*Saved entries*.
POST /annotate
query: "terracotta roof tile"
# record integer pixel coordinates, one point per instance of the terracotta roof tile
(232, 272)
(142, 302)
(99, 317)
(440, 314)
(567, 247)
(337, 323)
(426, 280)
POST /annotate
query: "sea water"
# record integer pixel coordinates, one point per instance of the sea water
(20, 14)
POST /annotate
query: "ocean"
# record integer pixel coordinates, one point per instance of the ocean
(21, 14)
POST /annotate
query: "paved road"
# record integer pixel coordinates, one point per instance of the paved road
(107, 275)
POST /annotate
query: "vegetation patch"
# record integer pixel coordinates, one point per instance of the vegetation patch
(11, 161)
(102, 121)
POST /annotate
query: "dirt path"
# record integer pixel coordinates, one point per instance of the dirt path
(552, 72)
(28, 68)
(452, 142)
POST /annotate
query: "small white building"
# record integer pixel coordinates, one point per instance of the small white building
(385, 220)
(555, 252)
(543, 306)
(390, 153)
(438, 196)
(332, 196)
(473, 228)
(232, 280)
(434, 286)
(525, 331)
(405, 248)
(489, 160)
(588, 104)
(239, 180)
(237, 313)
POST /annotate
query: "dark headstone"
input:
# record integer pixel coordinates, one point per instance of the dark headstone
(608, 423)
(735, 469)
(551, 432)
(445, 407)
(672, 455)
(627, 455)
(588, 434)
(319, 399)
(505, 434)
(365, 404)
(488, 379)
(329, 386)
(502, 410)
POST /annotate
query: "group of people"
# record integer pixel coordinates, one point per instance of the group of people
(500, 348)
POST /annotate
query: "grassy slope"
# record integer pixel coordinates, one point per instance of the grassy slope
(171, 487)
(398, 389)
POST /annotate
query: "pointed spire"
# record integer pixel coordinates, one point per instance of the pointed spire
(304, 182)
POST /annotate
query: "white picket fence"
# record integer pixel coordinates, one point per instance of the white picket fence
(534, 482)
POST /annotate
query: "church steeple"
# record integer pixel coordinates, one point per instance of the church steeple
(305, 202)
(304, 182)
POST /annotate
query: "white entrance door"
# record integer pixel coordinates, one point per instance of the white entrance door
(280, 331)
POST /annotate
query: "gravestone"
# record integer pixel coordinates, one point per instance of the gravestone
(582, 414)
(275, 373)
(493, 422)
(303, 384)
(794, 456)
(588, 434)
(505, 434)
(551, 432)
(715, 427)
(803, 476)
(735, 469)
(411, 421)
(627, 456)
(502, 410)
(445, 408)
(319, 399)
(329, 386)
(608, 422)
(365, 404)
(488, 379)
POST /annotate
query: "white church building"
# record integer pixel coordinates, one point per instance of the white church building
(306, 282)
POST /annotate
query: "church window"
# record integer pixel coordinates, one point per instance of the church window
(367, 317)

*TASK ITEM*.
Each line of the data is to be retyped exactly.

*ANSWER BOX*.
POST /annotate
query: "terracotta roof tile"
# record integer pixel coordinates, one point per instance of the terracotta roof tile
(232, 272)
(142, 302)
(99, 317)
(440, 314)
(567, 247)
(337, 323)
(426, 280)
POST /annotate
query: "sea water"
# record integer pixel coordinates, one point per instance of the sea water
(20, 14)
POST /annotate
query: "ocean"
# record integer pixel coordinates, one point per instance of the ocean
(21, 14)
POST /annotate
query: "paved road"
# record integer pixel coordinates, one point per instance of the paved road
(107, 275)
POST /annotate
query: "vegetation patch"
# record integer pixel coordinates, one point per instance of the vegetation patch
(11, 161)
(102, 121)
POST /annotate
query: "dirt path"
# record integer pixel coordinates, one point per instance of the dirt path
(552, 72)
(28, 68)
(452, 142)
POST /annotate
query: "small white building"
# record integer pixel coordinates, one point per instance of the small white building
(385, 220)
(555, 252)
(543, 306)
(390, 153)
(438, 196)
(332, 196)
(473, 228)
(232, 280)
(434, 286)
(525, 331)
(405, 248)
(489, 160)
(588, 104)
(239, 180)
(237, 313)
POST /annotate
query: "dark headstone"
input:
# record integer pixel coordinates, one point per instance of the dark headstone
(608, 423)
(735, 469)
(551, 432)
(445, 407)
(672, 455)
(627, 455)
(588, 434)
(319, 399)
(505, 434)
(365, 404)
(488, 379)
(329, 386)
(502, 410)
POST /annotate
query: "group of people"
# record integer pixel coordinates, one point per instance of the group of people
(500, 348)
POST /annotate
query: "grassy slope"
# record integer pixel coordinates, one point per instance of the grassy slope
(171, 487)
(398, 389)
POST /annotate
query: "pointed spire"
# record integer pixel coordinates, one point per instance of the pointed spire
(304, 182)
POST /annotate
query: "white picket fence"
# record integer pixel coordinates, one point per instance of the white picket fence
(534, 482)
POST /annotate
query: "church steeple"
# record integer pixel coordinates, one point per instance of the church steeple
(305, 202)
(304, 182)
POST /annotate
query: "white entrance door"
# record integer pixel coordinates, one point per instance of the white entrance door
(280, 331)
POST /annotate
query: "gravestone"
# record integer pixel coordinates, one point per instance of the gravestone
(582, 414)
(275, 373)
(493, 422)
(303, 384)
(794, 456)
(588, 434)
(505, 434)
(551, 432)
(715, 427)
(803, 476)
(735, 469)
(411, 421)
(627, 456)
(502, 410)
(445, 408)
(319, 399)
(329, 386)
(608, 422)
(365, 404)
(488, 379)
POST /annotate
query: "white church building"
# record integer pixel coordinates, one point per instance of the white church building
(306, 282)
POST /annotate
query: "church window"
# record integer pixel coordinates, one point per instance of the church window
(367, 317)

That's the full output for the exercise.